*** DATA RECORDS Section Begins ***

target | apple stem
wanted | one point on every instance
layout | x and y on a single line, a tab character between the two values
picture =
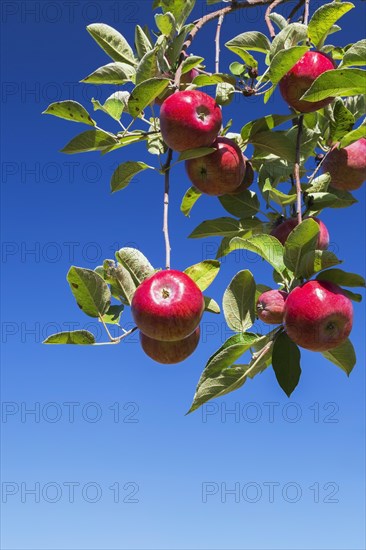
217	42
166	169
297	169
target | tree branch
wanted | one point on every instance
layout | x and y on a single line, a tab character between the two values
166	169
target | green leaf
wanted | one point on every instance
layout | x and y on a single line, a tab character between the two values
125	172
136	264
91	140
335	83
242	205
210	80
70	110
143	94
324	19
286	363
266	246
316	260
203	273
81	337
342	278
211	306
283	61
113	315
112	42
218	379
355	55
301	240
91	292
189	200
238	301
113	73
343	356
142	42
195	153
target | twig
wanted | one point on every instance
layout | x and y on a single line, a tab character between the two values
217	43
267	18
297	169
166	169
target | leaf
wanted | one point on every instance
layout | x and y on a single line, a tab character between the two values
210	80
113	73
81	337
238	301
113	315
125	172
343	356
217	379
91	292
302	239
242	205
195	153
283	61
286	363
70	110
144	93
203	273
136	264
342	278
112	42
91	140
316	260
190	198
355	55
335	83
266	246
323	20
211	306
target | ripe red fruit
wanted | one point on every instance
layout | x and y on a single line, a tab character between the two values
270	306
169	353
220	172
318	315
190	119
167	306
299	79
347	166
282	231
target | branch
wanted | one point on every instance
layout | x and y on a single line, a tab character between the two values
297	169
166	169
267	18
217	43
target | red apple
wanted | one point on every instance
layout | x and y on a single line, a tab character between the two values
169	353
282	231
270	306
347	166
219	173
167	306
190	119
318	315
299	79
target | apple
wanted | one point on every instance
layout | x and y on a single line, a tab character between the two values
248	178
190	119
167	305
282	231
169	353
347	166
220	172
270	306
318	315
299	79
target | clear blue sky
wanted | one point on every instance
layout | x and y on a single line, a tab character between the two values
108	418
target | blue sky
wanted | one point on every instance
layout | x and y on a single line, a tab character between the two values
110	457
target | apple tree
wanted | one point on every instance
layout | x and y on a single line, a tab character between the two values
273	201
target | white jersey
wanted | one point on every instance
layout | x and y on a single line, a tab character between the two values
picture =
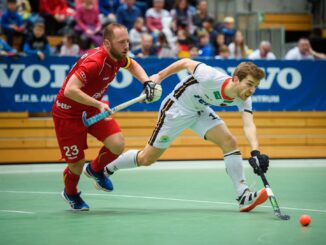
204	88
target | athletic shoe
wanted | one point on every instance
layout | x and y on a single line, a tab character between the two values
101	182
249	200
75	201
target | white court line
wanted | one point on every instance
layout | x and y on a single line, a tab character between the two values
16	211
166	165
161	198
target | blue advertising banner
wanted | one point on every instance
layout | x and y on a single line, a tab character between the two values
28	84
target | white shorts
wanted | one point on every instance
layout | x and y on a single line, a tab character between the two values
173	120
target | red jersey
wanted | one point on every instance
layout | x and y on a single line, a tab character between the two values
96	70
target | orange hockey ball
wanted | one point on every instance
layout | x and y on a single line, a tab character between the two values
305	220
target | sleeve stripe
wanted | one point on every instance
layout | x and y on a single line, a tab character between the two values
128	62
196	68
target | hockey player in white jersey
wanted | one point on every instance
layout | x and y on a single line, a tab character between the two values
187	106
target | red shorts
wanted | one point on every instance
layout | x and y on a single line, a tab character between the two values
72	135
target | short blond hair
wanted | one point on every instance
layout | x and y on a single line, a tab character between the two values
248	68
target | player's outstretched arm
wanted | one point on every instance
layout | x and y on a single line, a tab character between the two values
73	91
249	128
138	72
177	66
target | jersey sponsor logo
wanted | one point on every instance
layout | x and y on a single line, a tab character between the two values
63	105
200	100
83	76
217	95
164	139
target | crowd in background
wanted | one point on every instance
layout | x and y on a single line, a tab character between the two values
159	28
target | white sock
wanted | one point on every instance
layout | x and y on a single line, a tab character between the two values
125	160
234	168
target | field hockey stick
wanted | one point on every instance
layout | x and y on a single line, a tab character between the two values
100	116
272	199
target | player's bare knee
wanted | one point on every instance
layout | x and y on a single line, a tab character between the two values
144	160
229	144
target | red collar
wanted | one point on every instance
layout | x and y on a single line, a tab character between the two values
226	82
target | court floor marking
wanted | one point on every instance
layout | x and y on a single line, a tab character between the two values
161	198
16	211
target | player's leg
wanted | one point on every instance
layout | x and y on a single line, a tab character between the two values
72	142
171	122
107	131
212	128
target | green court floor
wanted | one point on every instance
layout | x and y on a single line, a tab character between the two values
169	203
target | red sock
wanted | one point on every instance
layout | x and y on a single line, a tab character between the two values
71	181
104	157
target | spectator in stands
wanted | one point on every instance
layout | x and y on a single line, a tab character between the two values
147	47
128	13
135	34
218	42
69	47
193	51
208	25
303	51
37	43
88	25
238	48
56	14
164	49
206	49
12	23
184	42
182	16
108	9
24	9
228	29
154	17
6	49
224	53
201	14
264	52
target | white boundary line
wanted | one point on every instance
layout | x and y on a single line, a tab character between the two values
165	165
15	211
159	198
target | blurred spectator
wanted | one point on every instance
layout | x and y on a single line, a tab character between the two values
303	51
206	49
6	49
34	5
201	14
184	42
128	13
108	9
12	23
218	42
37	43
264	52
208	26
164	50
69	47
136	33
193	52
228	29
147	47
224	53
56	14
182	16
155	15
24	9
88	25
238	48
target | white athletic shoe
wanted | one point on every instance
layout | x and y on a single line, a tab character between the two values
249	200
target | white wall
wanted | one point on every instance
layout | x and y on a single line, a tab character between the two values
221	8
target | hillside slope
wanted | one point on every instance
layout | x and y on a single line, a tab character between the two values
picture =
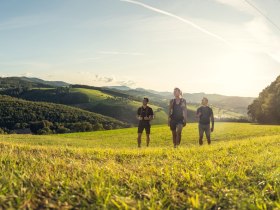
20	114
103	171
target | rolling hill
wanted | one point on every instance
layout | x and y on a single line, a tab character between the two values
120	103
44	118
105	170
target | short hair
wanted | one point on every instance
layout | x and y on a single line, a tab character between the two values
146	99
178	89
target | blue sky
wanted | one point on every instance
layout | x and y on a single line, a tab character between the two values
212	46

*** DATA RECORDS Section Ends ***

TO DO ::
Please return every line in the data that includes the string "hair".

YOUR SOLUTION ::
target | short blond hair
target | short hair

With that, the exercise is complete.